**EXCERPTED TEXT:**
§

Proxy/forward mysql to another port
The story
mysql
listens on 3306 by default. I’m trying to diagnose a network issue where
I can connect to ports 80 and 443 on a machine, but can’t connect to mysql. So I
want mysql to listen on one of the known good ports, so I can try to connect to
it there.
Forward the port
We could change the mysql config so it listens on another port, but this is just a temporary test, so we’ll do it an easier way.
First, you need to make sure you have socat
installed:
sudo yum install socat
Then, we’ll run socat
with this command:
sudo -d -d socat tcp-l:80,fork,reuseaddr tcp:127.0.0.1:3306
This will create a TCP listener on port 80 (less than 1000, so you need to be
root) and will forward that to port 3306 on the same host. The -d -d
means
we’ll see some logging when connections are made.
Connect on the new port
Now you should be able to connect to mysql on the forwarded port (80
):
# note user=foo and pass=bar in this example
mysql -ufoo -pbar -h 11.22.33.44 --port 80
Note: if you’re providing the password on the CLI (usually a bad idea) because
you just don’t care, and you’re using the short form of the param -p
like
above, don’t include an equals sign (=
). As an example, this is wrong
-p=bar
. That means the password starts with the =
symbol. It looks funny
having no space and no =
, but it works.
The lesson
It turned out the VM simply needed the security group update to allow connections from a new server. The debugging above is interesting, but massive overkill for such a simple fix. I just didn’t think to check the security groups, whoops.

§

Recorded data
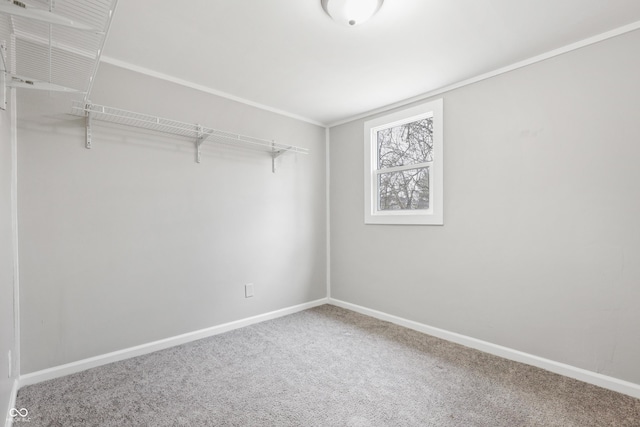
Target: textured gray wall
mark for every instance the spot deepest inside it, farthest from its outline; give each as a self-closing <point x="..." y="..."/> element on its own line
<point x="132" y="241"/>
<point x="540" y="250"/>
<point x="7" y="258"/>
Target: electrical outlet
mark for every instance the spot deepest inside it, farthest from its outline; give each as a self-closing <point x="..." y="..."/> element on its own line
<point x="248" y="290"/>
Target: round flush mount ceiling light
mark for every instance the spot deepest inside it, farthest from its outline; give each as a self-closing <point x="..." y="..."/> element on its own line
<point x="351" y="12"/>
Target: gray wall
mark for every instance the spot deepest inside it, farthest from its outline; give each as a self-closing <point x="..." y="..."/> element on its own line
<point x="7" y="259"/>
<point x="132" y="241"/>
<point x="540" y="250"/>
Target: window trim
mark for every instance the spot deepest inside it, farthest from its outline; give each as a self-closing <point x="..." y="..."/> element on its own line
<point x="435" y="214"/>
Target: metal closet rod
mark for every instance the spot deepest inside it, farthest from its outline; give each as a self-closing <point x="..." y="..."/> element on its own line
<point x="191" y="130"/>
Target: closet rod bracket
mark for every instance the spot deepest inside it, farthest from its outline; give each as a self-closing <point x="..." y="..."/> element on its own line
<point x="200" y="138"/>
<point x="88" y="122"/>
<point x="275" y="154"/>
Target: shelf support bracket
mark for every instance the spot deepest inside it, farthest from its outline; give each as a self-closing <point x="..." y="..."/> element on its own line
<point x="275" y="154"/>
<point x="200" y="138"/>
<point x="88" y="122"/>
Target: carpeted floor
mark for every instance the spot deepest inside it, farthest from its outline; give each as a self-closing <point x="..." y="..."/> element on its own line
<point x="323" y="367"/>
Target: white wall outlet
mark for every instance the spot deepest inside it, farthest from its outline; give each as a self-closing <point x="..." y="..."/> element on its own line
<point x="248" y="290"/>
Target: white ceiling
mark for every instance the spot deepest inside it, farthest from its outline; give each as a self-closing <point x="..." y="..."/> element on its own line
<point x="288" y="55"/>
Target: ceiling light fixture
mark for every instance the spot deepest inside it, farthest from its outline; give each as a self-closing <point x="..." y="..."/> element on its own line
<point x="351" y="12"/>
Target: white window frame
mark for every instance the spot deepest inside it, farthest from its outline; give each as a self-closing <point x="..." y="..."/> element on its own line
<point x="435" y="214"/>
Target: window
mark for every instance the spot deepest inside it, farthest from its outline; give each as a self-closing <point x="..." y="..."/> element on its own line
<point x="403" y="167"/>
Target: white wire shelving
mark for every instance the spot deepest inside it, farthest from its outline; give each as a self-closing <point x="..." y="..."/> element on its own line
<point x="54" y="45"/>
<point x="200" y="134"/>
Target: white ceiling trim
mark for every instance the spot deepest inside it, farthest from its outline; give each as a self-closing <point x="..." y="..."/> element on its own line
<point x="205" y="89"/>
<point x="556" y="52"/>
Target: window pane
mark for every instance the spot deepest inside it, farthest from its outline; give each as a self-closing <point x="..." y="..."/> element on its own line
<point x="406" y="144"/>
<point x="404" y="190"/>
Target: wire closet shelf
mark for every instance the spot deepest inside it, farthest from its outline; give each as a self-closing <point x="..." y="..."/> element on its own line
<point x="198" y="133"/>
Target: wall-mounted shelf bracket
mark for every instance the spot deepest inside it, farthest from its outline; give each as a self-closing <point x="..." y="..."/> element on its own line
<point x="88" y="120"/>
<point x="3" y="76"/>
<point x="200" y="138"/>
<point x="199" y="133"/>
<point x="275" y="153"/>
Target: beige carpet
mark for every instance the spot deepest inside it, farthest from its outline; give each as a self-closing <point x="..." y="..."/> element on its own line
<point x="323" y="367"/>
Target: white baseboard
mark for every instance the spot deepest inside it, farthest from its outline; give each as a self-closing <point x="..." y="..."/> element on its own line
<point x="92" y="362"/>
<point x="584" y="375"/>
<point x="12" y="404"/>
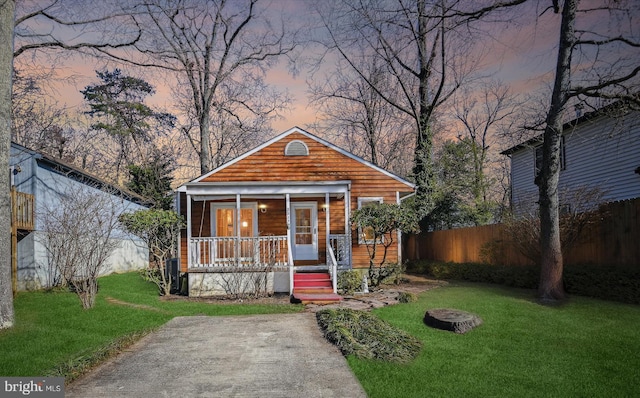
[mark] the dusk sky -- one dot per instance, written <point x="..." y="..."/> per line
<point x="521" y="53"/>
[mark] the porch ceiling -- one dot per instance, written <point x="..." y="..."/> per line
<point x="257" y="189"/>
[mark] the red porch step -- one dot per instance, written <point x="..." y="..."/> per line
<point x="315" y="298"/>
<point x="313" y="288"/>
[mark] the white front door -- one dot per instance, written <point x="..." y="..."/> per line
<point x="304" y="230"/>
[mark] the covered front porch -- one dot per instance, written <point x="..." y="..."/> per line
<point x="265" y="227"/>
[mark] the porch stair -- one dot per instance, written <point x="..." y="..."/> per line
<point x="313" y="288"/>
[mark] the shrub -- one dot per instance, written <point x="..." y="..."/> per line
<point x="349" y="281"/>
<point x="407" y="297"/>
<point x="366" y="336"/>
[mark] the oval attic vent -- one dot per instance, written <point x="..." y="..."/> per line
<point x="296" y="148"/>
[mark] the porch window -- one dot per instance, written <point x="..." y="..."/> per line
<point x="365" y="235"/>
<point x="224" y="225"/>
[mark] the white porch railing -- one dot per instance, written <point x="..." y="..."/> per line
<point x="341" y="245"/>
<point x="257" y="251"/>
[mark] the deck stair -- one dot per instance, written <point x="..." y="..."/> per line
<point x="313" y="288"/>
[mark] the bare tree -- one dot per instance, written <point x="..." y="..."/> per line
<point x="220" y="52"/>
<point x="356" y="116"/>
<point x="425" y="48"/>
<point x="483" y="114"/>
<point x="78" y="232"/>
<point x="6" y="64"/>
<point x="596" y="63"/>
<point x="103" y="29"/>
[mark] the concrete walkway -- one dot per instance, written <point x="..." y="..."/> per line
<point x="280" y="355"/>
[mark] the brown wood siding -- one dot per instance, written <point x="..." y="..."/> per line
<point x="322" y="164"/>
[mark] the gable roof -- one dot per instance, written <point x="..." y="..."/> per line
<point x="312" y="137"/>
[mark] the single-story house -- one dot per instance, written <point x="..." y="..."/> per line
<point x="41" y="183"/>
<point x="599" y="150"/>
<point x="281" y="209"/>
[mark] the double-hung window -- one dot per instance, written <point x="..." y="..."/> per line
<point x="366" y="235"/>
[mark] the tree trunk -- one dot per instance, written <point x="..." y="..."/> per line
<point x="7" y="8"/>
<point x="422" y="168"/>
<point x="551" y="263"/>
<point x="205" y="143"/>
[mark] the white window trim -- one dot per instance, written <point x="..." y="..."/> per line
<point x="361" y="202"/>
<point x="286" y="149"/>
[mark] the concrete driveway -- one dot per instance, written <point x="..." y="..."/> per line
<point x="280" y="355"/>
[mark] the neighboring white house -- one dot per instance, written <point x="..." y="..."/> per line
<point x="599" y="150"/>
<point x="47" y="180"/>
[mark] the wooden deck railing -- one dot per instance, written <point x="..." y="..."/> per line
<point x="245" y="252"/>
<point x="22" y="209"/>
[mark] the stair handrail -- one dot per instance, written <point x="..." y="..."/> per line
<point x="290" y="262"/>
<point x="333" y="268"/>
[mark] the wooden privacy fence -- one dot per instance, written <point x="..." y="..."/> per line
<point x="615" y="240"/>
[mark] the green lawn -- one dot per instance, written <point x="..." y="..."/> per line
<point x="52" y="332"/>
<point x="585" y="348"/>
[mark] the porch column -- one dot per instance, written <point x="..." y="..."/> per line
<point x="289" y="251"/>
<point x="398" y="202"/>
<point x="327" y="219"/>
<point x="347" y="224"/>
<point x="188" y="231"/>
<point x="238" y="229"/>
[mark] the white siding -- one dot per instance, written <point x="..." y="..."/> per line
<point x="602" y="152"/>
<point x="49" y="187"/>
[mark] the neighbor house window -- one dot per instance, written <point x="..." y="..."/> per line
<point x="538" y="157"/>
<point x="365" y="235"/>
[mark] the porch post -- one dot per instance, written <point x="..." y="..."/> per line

§

**EXERCISE REQUIREMENTS:** Rewrite the part of the MySQL port-forwarding text between "Proxy/forward mysql to" and "an easier way.", inclusive, putting "MySQL" in place of every "mysql".

**ANSWER SPACE:**
Proxy/forward MySQL to another port
The story
MySQL
listens on 3306 by default. I’m trying to diagnose a network issue where
I can connect to ports 80 and 443 on a machine, but can’t connect to MySQL. So I
want MySQL to listen on one of the known good ports, so I can try to connect to
it there.
Forward the port
We could change the MySQL config so it listens on another port, but this is just a temporary test, so we’ll do it an easier way.